*Short task*:
Collect every line of the listing below that contains the word "brown".

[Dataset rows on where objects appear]
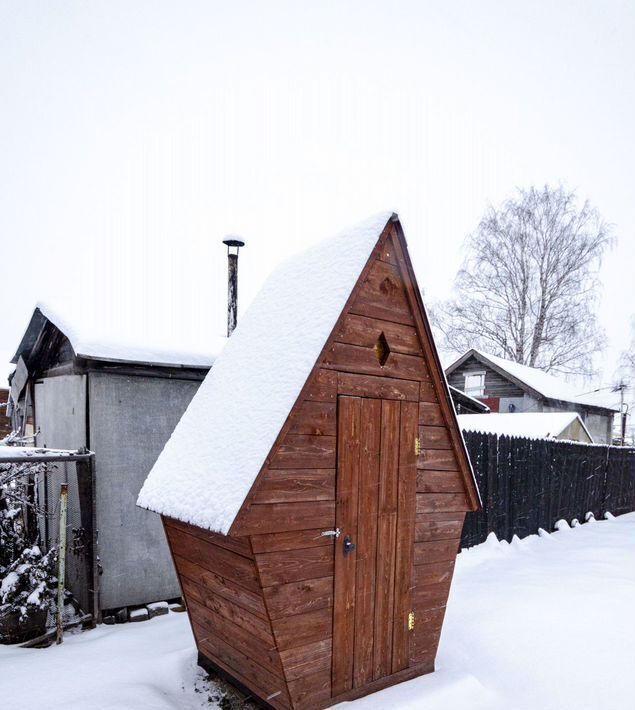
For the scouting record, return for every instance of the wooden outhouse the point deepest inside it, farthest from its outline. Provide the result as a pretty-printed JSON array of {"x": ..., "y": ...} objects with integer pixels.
[{"x": 314, "y": 492}]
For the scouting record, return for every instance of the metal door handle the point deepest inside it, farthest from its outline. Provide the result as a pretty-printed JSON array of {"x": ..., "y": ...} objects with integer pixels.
[
  {"x": 348, "y": 545},
  {"x": 330, "y": 533}
]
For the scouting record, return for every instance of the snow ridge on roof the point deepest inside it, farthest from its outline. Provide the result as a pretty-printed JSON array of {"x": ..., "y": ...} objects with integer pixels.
[
  {"x": 210, "y": 462},
  {"x": 542, "y": 382},
  {"x": 533, "y": 425},
  {"x": 86, "y": 342}
]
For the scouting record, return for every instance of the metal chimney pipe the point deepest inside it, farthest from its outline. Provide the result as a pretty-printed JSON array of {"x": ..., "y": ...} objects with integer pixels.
[{"x": 233, "y": 242}]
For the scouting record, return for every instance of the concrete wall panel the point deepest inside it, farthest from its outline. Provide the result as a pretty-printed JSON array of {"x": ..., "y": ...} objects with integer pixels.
[{"x": 131, "y": 418}]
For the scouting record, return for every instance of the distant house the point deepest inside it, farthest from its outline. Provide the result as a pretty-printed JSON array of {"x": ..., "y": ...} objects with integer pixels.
[
  {"x": 122, "y": 402},
  {"x": 464, "y": 404},
  {"x": 531, "y": 425},
  {"x": 509, "y": 387}
]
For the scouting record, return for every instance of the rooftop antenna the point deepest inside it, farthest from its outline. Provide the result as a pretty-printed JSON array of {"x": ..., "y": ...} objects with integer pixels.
[{"x": 233, "y": 242}]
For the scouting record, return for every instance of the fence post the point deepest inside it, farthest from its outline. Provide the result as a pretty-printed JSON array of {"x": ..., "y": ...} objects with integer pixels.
[{"x": 61, "y": 561}]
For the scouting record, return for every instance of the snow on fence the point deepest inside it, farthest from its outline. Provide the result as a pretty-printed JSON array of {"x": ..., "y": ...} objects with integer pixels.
[{"x": 528, "y": 484}]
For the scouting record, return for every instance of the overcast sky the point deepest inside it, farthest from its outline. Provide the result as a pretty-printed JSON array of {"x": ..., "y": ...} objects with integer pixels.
[{"x": 134, "y": 135}]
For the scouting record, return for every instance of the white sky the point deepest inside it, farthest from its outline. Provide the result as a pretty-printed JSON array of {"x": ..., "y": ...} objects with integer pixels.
[{"x": 134, "y": 135}]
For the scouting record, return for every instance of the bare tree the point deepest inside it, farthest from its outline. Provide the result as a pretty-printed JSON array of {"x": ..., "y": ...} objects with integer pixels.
[
  {"x": 628, "y": 356},
  {"x": 528, "y": 285}
]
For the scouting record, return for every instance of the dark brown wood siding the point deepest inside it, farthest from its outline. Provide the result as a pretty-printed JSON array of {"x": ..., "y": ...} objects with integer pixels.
[
  {"x": 495, "y": 384},
  {"x": 225, "y": 602},
  {"x": 410, "y": 522}
]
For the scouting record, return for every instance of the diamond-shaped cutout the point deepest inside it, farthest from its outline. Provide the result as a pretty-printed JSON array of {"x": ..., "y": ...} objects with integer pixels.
[{"x": 382, "y": 349}]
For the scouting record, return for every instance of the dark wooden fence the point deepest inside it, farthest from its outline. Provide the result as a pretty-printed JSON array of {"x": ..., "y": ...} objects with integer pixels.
[{"x": 526, "y": 484}]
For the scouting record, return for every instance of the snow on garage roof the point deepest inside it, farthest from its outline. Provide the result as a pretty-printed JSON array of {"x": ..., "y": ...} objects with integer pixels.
[
  {"x": 210, "y": 462},
  {"x": 93, "y": 340},
  {"x": 538, "y": 380},
  {"x": 533, "y": 425}
]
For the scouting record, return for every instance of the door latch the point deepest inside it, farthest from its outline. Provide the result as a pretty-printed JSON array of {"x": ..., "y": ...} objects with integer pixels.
[
  {"x": 348, "y": 545},
  {"x": 330, "y": 533}
]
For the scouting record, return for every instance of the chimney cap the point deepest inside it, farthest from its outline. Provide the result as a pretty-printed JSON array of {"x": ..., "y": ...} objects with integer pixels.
[{"x": 234, "y": 240}]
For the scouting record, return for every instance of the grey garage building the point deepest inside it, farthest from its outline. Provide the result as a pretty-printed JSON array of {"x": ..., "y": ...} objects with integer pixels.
[{"x": 123, "y": 405}]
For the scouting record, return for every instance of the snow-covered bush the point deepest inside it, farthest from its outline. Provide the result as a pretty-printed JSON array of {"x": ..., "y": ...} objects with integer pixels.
[
  {"x": 12, "y": 540},
  {"x": 27, "y": 577},
  {"x": 27, "y": 592},
  {"x": 29, "y": 583}
]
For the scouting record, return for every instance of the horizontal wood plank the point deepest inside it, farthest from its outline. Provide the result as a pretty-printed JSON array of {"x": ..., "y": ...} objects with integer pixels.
[
  {"x": 446, "y": 502},
  {"x": 378, "y": 387},
  {"x": 290, "y": 540},
  {"x": 323, "y": 388},
  {"x": 430, "y": 414},
  {"x": 306, "y": 660},
  {"x": 430, "y": 596},
  {"x": 434, "y": 437},
  {"x": 279, "y": 517},
  {"x": 221, "y": 561},
  {"x": 438, "y": 459},
  {"x": 311, "y": 689},
  {"x": 361, "y": 360},
  {"x": 364, "y": 331},
  {"x": 299, "y": 597},
  {"x": 239, "y": 545},
  {"x": 251, "y": 646},
  {"x": 429, "y": 481},
  {"x": 426, "y": 634},
  {"x": 288, "y": 485},
  {"x": 439, "y": 526},
  {"x": 434, "y": 573},
  {"x": 302, "y": 629},
  {"x": 382, "y": 295},
  {"x": 302, "y": 451},
  {"x": 427, "y": 393},
  {"x": 315, "y": 419},
  {"x": 245, "y": 669},
  {"x": 256, "y": 625},
  {"x": 214, "y": 584},
  {"x": 436, "y": 551},
  {"x": 295, "y": 565}
]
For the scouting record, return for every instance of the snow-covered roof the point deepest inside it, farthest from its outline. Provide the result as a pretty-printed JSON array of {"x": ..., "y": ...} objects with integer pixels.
[
  {"x": 533, "y": 425},
  {"x": 456, "y": 392},
  {"x": 211, "y": 461},
  {"x": 538, "y": 380},
  {"x": 93, "y": 340}
]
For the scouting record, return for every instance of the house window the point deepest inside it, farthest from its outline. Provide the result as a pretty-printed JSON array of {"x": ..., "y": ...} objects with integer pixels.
[{"x": 475, "y": 384}]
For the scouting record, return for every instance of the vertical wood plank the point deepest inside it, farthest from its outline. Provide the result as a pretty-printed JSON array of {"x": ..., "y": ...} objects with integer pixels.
[
  {"x": 404, "y": 561},
  {"x": 386, "y": 538},
  {"x": 366, "y": 541},
  {"x": 349, "y": 423}
]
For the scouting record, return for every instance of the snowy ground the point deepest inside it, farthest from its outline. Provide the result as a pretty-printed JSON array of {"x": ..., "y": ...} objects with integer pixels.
[{"x": 546, "y": 622}]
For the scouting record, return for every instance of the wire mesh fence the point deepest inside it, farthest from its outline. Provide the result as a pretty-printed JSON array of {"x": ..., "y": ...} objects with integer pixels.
[{"x": 48, "y": 577}]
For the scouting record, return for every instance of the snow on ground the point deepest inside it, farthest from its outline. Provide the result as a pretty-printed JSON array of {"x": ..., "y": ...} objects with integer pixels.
[{"x": 545, "y": 623}]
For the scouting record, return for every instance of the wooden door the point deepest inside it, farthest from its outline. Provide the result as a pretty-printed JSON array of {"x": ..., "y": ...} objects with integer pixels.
[{"x": 375, "y": 512}]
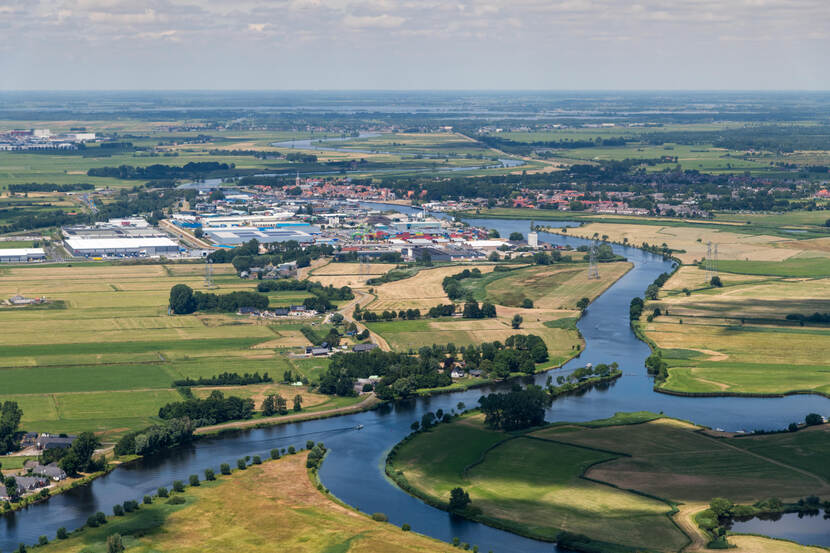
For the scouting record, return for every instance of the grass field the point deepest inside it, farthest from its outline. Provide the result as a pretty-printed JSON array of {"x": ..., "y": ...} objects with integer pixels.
[
  {"x": 553, "y": 286},
  {"x": 603, "y": 479},
  {"x": 421, "y": 291},
  {"x": 273, "y": 505},
  {"x": 74, "y": 369},
  {"x": 735, "y": 339}
]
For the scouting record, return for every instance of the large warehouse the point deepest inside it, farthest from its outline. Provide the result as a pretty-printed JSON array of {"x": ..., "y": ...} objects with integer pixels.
[
  {"x": 116, "y": 247},
  {"x": 21, "y": 255}
]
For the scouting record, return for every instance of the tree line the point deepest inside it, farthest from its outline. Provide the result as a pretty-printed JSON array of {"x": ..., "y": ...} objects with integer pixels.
[
  {"x": 225, "y": 379},
  {"x": 214, "y": 409},
  {"x": 183, "y": 300}
]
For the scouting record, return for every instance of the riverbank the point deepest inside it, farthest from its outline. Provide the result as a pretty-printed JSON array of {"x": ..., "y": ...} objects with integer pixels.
[
  {"x": 370, "y": 402},
  {"x": 275, "y": 502},
  {"x": 533, "y": 482}
]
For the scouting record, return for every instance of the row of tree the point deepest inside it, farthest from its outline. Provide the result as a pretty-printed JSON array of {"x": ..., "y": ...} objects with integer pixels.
[{"x": 225, "y": 379}]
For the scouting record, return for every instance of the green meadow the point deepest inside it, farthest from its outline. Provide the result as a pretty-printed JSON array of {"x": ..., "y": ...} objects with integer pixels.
[
  {"x": 113, "y": 344},
  {"x": 617, "y": 481}
]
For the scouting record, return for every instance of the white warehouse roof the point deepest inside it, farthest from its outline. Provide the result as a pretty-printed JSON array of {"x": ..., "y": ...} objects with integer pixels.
[
  {"x": 118, "y": 243},
  {"x": 21, "y": 252}
]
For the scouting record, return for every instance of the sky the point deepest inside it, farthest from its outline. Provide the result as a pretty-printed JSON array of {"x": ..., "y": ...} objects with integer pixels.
[{"x": 415, "y": 44}]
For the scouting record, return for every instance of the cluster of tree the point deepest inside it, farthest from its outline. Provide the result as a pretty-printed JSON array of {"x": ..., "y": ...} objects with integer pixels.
[
  {"x": 315, "y": 456},
  {"x": 48, "y": 187},
  {"x": 373, "y": 316},
  {"x": 332, "y": 338},
  {"x": 656, "y": 365},
  {"x": 10, "y": 416},
  {"x": 543, "y": 258},
  {"x": 472, "y": 310},
  {"x": 635, "y": 309},
  {"x": 157, "y": 437},
  {"x": 275, "y": 404},
  {"x": 183, "y": 300},
  {"x": 214, "y": 409},
  {"x": 443, "y": 310},
  {"x": 402, "y": 374},
  {"x": 822, "y": 318},
  {"x": 385, "y": 257},
  {"x": 654, "y": 288},
  {"x": 517, "y": 409},
  {"x": 247, "y": 255},
  {"x": 225, "y": 379},
  {"x": 194, "y": 169},
  {"x": 78, "y": 457}
]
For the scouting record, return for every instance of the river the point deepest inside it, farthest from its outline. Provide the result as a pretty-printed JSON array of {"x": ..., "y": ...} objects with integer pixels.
[{"x": 353, "y": 470}]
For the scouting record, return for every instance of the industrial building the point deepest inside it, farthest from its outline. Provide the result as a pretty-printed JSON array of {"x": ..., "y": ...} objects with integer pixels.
[
  {"x": 121, "y": 247},
  {"x": 22, "y": 255},
  {"x": 239, "y": 235}
]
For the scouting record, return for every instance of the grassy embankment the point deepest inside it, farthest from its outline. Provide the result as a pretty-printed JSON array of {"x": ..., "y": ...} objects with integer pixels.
[
  {"x": 736, "y": 339},
  {"x": 617, "y": 481},
  {"x": 554, "y": 290},
  {"x": 265, "y": 506},
  {"x": 113, "y": 344}
]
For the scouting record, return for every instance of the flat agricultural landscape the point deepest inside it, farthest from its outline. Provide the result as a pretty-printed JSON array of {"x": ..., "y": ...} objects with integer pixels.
[
  {"x": 692, "y": 239},
  {"x": 614, "y": 480},
  {"x": 107, "y": 341},
  {"x": 251, "y": 510},
  {"x": 421, "y": 291},
  {"x": 554, "y": 289},
  {"x": 736, "y": 339}
]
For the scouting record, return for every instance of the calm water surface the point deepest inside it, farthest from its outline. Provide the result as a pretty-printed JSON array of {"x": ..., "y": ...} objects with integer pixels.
[{"x": 354, "y": 468}]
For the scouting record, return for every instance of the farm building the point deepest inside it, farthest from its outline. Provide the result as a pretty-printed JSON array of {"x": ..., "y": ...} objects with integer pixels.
[
  {"x": 99, "y": 247},
  {"x": 21, "y": 255}
]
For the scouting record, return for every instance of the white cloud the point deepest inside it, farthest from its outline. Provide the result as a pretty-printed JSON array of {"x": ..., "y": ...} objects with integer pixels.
[{"x": 384, "y": 21}]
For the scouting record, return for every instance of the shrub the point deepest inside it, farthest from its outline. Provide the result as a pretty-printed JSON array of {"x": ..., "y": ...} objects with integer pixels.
[{"x": 115, "y": 544}]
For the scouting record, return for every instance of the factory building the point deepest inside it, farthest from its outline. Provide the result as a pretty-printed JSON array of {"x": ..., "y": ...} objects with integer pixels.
[
  {"x": 21, "y": 255},
  {"x": 121, "y": 247}
]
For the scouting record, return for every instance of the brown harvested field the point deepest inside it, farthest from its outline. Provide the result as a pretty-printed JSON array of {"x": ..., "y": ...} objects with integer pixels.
[
  {"x": 694, "y": 241},
  {"x": 257, "y": 392},
  {"x": 554, "y": 286},
  {"x": 421, "y": 291},
  {"x": 266, "y": 508},
  {"x": 353, "y": 269},
  {"x": 669, "y": 459},
  {"x": 692, "y": 277},
  {"x": 757, "y": 544}
]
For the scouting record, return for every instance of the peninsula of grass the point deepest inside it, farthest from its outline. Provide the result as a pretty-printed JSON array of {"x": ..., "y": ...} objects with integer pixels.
[
  {"x": 267, "y": 506},
  {"x": 621, "y": 482}
]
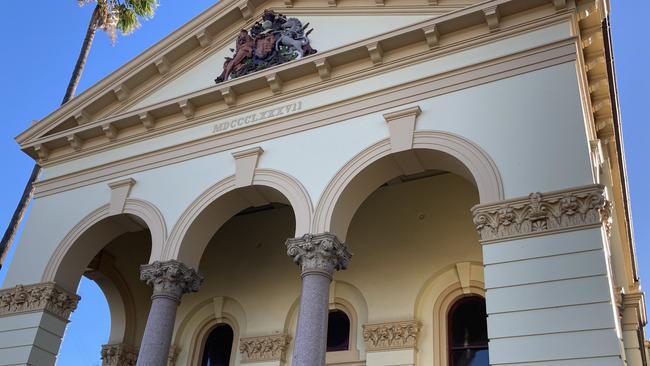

*Worked solution*:
For the scouting record, return for every instance of the dark brown wood siding the point deepest inside it, farthest from its outline. Provide the result as a pretty-printed JSON array of {"x": ..., "y": ...} objects with integer pixels.
For the scouting record, return for every instance of the brown harvested field the point deepest inside it, farthest from its outline. Provide the result as a pretty-printed JSON array of {"x": ..., "y": ...} objects with integer pixels.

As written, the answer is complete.